1)  Dommages-intérêts préétablis

[56]  Le paragraphe 38.1(1) de la Loi sur le droit d’auteur prescrit ce qui suit :

Dommages-intérêts préétablis

38.1 (1) Sous réserve des autres dispositions du présent article, le titulaire du droit d’auteur, en sa qualité de demandeur, peut, avant le jugement ou l’ordonnance qui met fin au litige, choisir de recouvrer, au lieu des dommages-intérêts et des profits visés au paragraphe 35(1), les dommages-intérêts préétablis ci-après pour les violations reprochées en l’instance à un même défendeur ou à plusieurs défendeurs solidairement responsables :

a) dans le cas des violations commises à des fins commerciales, pour toutes les violations — relatives à une oeuvre donnée ou à un autre objet donné du droit d’auteur —, des dommages-intérêts dont le montant, d’au moins 500 $ et d’au plus 20 000 $, est déterminé selon ce que le tribunal estime équitable en l’occurrence;

[…]

Statutory damages

38.1 (1) Subject to this section, a copyright owner may elect, at any time before final judgment is rendered, to recover, instead of damages and profits referred to in subsection 35(1), an award of statutory damages for which any one infringer is liable individually, or for which any two or more infringers are liable jointly and severally,

(a) in a sum of not less than $500 and not more than $20,000 that the court considers just, with respect to all infringements involved in the proceedings for each work or other subject-matter, if the infringements are for commercial purposes; and

[…]

[57]  Dans ses observations écrites et orales, M. Collett a choisi des dommages-intérêts préétablis et demande le montant maximal à l’égard de la contrefaçon de chacune de ses œuvres.

-- OBJECTIF DE LA TÂCHE --
Relevez tous les montants en dollars de l'extrait sur les dommages-intérêts préétablis, dans la forme où ils apparaissent dans chacune des deux versions linguistiques. Les lignes ci-après n'ont aucun rapport avec ce passage.

-- LISTE --
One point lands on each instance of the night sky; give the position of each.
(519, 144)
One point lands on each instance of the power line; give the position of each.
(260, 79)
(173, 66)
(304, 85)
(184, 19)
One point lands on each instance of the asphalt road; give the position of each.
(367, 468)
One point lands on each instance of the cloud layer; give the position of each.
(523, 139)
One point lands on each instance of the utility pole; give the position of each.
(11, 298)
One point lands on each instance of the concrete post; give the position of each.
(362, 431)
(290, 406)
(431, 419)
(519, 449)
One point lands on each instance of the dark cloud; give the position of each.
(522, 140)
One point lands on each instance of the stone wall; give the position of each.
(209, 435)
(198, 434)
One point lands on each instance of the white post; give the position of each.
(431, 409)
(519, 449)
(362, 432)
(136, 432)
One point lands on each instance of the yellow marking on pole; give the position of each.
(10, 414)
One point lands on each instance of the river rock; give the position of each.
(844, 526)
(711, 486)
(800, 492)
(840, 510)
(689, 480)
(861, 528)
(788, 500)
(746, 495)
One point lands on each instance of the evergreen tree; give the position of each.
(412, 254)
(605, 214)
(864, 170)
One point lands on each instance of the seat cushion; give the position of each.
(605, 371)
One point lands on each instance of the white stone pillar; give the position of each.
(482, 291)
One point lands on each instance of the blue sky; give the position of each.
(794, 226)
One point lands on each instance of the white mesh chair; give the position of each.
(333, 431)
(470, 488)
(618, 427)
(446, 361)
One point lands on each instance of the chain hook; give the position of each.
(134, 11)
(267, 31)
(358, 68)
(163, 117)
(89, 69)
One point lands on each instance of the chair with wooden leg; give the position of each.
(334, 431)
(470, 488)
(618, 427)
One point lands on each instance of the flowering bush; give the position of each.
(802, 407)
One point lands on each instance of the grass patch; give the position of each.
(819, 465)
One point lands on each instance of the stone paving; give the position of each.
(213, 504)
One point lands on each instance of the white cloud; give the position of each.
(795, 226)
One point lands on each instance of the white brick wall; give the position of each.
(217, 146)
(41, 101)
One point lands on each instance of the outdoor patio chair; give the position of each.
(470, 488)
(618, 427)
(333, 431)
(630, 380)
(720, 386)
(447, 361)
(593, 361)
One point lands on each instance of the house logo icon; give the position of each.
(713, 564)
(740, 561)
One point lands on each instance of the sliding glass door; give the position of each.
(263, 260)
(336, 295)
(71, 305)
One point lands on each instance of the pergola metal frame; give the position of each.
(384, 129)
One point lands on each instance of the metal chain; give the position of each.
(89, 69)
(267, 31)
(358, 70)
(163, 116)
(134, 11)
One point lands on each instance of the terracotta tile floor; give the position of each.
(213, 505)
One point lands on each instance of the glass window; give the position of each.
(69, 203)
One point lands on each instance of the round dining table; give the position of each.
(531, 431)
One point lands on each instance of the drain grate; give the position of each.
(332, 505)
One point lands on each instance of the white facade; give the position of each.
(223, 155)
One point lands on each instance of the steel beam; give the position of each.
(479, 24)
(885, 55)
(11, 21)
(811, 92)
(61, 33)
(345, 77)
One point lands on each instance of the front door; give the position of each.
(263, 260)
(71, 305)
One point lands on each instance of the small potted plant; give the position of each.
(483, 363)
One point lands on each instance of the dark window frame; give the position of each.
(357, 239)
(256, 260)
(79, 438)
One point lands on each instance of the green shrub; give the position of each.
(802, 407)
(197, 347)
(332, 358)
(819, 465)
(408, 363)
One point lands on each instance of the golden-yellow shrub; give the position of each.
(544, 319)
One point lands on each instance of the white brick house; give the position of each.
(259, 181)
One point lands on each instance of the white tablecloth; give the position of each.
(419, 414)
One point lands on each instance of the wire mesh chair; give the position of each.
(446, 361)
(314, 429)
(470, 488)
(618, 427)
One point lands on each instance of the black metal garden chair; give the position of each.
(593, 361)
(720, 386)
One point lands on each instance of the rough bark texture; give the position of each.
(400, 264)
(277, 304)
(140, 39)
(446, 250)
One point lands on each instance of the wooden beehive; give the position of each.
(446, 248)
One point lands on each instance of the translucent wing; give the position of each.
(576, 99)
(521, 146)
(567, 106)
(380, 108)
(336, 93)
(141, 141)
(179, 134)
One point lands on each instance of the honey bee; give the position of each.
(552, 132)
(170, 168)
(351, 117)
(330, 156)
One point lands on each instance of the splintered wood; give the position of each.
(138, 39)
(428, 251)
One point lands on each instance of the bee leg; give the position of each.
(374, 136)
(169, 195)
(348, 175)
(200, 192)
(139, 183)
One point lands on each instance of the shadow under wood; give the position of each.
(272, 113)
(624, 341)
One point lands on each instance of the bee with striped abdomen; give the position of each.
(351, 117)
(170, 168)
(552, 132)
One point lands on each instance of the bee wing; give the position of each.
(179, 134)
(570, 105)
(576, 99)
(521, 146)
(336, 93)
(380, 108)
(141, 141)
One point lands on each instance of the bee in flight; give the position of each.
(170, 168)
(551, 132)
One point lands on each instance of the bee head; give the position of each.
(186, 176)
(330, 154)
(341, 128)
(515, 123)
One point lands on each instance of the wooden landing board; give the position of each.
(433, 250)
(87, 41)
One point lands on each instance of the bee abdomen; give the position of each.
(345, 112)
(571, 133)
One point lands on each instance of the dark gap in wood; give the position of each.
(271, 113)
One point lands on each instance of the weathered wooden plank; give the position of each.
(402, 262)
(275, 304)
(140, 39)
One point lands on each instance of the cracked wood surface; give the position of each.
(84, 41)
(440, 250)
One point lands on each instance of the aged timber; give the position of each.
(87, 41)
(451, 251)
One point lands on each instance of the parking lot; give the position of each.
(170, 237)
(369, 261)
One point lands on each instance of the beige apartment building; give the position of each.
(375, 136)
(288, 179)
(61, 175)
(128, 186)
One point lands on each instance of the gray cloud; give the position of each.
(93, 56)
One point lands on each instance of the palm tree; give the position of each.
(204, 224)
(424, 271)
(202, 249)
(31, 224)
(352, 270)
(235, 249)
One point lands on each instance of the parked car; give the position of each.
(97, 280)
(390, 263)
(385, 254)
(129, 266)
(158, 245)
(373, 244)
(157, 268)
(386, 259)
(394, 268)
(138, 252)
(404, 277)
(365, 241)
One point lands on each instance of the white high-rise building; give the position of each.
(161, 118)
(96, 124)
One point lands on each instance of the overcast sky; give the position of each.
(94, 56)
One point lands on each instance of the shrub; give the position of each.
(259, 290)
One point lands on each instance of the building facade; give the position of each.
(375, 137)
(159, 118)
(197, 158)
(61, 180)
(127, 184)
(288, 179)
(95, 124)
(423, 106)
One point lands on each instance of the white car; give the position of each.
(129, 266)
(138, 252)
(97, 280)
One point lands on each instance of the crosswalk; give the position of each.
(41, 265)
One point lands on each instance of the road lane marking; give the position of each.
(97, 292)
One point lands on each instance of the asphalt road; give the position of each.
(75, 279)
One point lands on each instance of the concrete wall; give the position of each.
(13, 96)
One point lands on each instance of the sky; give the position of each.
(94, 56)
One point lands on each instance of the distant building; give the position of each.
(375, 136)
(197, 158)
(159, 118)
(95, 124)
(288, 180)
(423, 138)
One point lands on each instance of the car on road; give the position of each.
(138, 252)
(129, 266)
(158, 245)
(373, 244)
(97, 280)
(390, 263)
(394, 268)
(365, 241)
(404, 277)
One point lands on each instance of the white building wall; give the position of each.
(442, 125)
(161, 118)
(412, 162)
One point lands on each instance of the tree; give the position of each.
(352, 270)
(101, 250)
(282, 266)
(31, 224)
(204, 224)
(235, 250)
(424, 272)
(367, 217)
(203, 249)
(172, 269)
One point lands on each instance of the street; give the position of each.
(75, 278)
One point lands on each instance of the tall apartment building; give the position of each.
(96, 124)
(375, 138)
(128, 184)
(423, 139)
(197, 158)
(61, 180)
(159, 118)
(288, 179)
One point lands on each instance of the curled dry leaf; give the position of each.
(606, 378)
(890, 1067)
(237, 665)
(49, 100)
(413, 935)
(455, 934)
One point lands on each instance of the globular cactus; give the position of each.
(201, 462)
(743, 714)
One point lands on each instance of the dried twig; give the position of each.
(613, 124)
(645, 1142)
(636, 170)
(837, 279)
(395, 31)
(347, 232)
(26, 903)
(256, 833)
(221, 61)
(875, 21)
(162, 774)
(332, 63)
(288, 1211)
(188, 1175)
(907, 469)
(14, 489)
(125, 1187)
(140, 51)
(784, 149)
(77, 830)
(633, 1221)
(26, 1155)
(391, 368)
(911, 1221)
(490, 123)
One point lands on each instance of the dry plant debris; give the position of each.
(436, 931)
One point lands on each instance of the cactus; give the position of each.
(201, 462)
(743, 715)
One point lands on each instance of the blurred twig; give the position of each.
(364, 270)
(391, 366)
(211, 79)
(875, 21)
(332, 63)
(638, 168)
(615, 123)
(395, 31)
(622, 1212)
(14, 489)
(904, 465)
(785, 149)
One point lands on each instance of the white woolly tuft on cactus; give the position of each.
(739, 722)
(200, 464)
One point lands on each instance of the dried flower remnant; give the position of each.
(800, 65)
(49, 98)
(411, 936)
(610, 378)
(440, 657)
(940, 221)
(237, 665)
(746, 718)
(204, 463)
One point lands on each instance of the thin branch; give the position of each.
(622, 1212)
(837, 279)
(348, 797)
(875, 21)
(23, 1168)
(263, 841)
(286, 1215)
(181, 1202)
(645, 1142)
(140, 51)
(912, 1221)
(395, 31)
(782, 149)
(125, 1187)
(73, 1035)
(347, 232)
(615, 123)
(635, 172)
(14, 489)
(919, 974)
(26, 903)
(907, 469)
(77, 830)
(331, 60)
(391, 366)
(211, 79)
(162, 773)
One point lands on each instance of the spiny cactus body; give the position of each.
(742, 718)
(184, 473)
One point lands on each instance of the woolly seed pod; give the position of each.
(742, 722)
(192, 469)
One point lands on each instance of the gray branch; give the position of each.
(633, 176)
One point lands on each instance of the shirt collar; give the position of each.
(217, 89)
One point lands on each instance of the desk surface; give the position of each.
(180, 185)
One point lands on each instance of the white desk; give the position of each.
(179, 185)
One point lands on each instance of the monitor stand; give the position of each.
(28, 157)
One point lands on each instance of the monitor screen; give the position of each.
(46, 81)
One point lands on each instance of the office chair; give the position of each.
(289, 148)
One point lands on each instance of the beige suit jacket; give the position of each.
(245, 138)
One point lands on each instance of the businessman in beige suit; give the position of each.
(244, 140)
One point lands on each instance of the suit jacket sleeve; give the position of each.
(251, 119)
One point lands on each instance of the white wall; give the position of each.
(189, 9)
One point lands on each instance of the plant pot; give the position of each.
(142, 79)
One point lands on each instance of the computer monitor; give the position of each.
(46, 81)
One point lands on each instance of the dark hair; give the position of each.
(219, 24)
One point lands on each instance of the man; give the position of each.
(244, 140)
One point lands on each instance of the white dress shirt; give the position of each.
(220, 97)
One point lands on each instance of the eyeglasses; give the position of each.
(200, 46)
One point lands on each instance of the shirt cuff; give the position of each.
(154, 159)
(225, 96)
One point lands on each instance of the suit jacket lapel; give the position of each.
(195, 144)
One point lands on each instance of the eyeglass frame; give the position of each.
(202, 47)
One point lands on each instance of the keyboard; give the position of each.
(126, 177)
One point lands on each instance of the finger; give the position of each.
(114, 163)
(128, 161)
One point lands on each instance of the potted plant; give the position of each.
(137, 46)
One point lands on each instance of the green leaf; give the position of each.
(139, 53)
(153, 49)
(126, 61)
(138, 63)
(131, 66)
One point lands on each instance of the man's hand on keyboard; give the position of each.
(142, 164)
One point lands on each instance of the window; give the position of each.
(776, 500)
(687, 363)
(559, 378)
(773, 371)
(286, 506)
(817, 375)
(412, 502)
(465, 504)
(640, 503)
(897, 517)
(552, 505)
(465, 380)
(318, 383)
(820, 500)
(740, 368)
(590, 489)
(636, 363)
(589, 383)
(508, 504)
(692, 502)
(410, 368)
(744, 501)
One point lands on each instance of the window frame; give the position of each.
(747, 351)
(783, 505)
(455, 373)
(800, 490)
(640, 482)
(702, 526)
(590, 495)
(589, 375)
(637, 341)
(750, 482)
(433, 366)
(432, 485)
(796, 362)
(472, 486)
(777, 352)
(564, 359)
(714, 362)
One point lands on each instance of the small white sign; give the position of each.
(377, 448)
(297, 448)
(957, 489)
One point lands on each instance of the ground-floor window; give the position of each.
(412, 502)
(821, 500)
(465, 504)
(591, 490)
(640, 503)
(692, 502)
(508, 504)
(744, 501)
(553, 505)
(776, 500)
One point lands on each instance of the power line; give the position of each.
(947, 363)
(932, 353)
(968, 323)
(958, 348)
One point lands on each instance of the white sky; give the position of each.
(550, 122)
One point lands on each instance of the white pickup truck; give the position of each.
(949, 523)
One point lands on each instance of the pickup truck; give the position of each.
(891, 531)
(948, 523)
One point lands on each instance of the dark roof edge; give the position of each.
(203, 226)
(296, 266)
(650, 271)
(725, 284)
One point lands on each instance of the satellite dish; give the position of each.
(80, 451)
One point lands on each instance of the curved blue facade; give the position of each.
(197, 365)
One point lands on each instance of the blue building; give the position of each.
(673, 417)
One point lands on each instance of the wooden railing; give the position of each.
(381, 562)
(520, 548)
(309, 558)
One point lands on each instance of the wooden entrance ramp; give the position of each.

-- RÉPONSE ATTENDUE --
- 500 $
- 20 000 $
- $500
- $20,000